(Extracted records)
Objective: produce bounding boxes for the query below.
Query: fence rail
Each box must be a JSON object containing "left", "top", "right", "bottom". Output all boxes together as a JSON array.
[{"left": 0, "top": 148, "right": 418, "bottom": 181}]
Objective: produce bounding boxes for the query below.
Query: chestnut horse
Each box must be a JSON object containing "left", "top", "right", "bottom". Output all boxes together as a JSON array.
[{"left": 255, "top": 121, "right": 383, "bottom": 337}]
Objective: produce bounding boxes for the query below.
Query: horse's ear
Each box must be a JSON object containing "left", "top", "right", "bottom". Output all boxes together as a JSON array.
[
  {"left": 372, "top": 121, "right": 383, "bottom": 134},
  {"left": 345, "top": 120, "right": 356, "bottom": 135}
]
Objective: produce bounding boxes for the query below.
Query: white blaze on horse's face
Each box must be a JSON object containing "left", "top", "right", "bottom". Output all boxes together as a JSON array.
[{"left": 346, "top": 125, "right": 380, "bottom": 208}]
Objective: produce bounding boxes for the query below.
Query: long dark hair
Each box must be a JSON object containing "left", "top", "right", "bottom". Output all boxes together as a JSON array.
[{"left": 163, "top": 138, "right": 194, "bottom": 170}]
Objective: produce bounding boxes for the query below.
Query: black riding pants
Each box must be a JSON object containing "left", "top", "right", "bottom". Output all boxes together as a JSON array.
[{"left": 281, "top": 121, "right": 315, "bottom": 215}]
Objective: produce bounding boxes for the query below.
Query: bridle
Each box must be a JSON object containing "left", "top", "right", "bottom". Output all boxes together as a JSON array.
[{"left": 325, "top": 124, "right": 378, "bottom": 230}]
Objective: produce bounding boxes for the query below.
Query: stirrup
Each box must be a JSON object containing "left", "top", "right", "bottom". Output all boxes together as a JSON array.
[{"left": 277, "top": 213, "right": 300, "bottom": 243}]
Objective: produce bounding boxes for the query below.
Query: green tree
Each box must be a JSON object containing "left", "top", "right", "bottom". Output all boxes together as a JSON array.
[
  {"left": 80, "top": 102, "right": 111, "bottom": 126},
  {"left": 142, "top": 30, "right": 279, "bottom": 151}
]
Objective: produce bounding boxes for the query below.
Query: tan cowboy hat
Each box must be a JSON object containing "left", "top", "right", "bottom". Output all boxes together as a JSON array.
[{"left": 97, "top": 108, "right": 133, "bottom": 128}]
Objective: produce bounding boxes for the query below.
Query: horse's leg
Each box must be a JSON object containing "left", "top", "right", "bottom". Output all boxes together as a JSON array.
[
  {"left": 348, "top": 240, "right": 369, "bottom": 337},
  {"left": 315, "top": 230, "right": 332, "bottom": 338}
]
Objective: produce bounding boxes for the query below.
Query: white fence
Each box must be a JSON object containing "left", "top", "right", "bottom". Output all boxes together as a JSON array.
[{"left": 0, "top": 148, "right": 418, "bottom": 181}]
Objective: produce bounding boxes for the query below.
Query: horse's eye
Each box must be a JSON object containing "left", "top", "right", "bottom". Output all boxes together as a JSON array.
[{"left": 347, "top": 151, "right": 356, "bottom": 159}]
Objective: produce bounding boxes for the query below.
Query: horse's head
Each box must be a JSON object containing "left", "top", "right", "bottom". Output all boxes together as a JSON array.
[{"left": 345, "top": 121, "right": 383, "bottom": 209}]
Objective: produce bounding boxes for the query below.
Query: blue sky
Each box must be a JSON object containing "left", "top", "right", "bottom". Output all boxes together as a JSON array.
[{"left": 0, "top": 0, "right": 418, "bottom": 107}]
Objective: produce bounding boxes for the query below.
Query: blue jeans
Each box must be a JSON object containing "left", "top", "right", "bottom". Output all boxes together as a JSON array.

* **Exercise brief**:
Pull out each line of the items above that contains the word "horse", and list them in the order they appear.

* **Worked answer**:
Query: chestnut horse
Query: horse's ear
Query: white blaze on horse's face
Query: horse's leg
Query: horse's eye
Query: horse's head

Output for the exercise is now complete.